(Detection examples)
Start
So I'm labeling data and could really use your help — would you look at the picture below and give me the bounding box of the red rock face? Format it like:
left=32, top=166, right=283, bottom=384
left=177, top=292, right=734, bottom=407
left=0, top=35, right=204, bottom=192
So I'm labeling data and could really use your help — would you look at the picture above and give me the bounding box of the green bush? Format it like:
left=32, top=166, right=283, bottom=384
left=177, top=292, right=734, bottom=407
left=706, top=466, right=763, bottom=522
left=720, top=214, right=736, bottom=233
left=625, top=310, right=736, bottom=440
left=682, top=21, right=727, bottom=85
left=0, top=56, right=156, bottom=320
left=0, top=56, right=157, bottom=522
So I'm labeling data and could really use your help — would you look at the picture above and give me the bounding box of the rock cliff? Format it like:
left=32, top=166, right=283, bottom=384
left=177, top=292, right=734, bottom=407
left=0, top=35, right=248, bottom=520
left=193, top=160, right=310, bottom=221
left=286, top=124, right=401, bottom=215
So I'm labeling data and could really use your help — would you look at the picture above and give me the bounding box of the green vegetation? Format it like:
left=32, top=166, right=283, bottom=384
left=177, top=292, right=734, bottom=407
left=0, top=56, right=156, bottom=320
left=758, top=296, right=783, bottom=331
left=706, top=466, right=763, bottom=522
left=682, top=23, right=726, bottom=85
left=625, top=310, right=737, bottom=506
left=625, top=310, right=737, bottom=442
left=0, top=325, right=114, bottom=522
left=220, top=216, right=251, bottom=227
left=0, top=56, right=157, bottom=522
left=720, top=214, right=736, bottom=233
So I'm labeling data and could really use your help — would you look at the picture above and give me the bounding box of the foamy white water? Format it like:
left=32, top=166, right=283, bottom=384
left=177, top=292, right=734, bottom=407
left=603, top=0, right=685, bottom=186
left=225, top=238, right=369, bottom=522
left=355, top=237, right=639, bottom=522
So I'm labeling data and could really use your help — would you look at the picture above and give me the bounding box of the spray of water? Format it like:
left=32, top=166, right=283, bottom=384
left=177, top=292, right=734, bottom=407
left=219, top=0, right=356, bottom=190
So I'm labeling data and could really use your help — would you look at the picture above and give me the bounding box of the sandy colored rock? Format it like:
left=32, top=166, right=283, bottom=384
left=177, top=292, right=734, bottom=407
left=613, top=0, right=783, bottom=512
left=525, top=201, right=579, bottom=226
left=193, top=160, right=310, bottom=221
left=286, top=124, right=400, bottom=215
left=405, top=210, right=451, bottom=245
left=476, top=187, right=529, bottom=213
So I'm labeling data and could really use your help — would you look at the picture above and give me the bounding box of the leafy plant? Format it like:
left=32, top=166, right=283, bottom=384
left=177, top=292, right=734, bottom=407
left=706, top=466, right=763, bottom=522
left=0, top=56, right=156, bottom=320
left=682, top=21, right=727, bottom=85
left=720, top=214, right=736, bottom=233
End
Exercise details >>
Print every line of the detection data above, word for word and in the same order.

Solved problem >>
So I'm labeling data and could really use your help — would you look at the picture below and give me the bounding box of the red rock face? Format it like:
left=32, top=166, right=283, bottom=384
left=177, top=292, right=734, bottom=407
left=0, top=35, right=204, bottom=192
So I'm labeling data and could really use your help — would you look at the picture above and give me the bounding box of the green bush? Format it like:
left=32, top=166, right=283, bottom=384
left=177, top=292, right=734, bottom=407
left=706, top=466, right=763, bottom=522
left=720, top=214, right=736, bottom=233
left=625, top=310, right=736, bottom=440
left=682, top=21, right=727, bottom=85
left=0, top=56, right=156, bottom=320
left=0, top=56, right=157, bottom=522
So I'm labeling data and could really use your help — would you look at the picture above and give me the bounding box of the rock cliff? Format it like:
left=32, top=166, right=283, bottom=384
left=177, top=292, right=734, bottom=407
left=0, top=35, right=248, bottom=520
left=193, top=160, right=310, bottom=221
left=286, top=124, right=401, bottom=215
So I'm labeling data and could really use your help — would you look at the picture above and give me the bounding box of the green vegetation? Format it like:
left=32, top=166, right=283, bottom=384
left=177, top=292, right=734, bottom=407
left=0, top=56, right=156, bottom=320
left=758, top=296, right=783, bottom=331
left=706, top=466, right=763, bottom=522
left=682, top=23, right=726, bottom=85
left=625, top=310, right=737, bottom=506
left=625, top=310, right=737, bottom=442
left=0, top=325, right=114, bottom=522
left=220, top=216, right=251, bottom=227
left=0, top=56, right=157, bottom=522
left=720, top=214, right=736, bottom=233
So I'm labeling data and could really use your help — would you look at the picture above and give me the bounding box of the foamy white water? Format it like:
left=32, top=166, right=283, bottom=384
left=177, top=292, right=734, bottom=407
left=603, top=0, right=685, bottom=186
left=225, top=238, right=369, bottom=522
left=355, top=237, right=639, bottom=522
So I'm labeling data and could really use your help — would you look at the picture above and give me the bounding box of the spray of water? Format it like:
left=32, top=166, right=283, bottom=384
left=177, top=292, right=734, bottom=407
left=219, top=0, right=356, bottom=190
So I'm labeling data and could really use your help — would you look at the picture above and give me the bounding box of the sandy colored rock? Format it like:
left=32, top=166, right=283, bottom=384
left=177, top=292, right=734, bottom=407
left=613, top=0, right=783, bottom=512
left=525, top=201, right=579, bottom=226
left=193, top=160, right=310, bottom=221
left=286, top=124, right=400, bottom=215
left=405, top=210, right=451, bottom=245
left=476, top=187, right=529, bottom=213
So I'm labeling data and could really use your help — would you look at the picture above and give me the bounding box of the leafy plant? Format it like:
left=32, top=166, right=283, bottom=384
left=177, top=292, right=734, bottom=407
left=706, top=466, right=763, bottom=522
left=0, top=56, right=156, bottom=320
left=682, top=21, right=727, bottom=85
left=720, top=214, right=736, bottom=233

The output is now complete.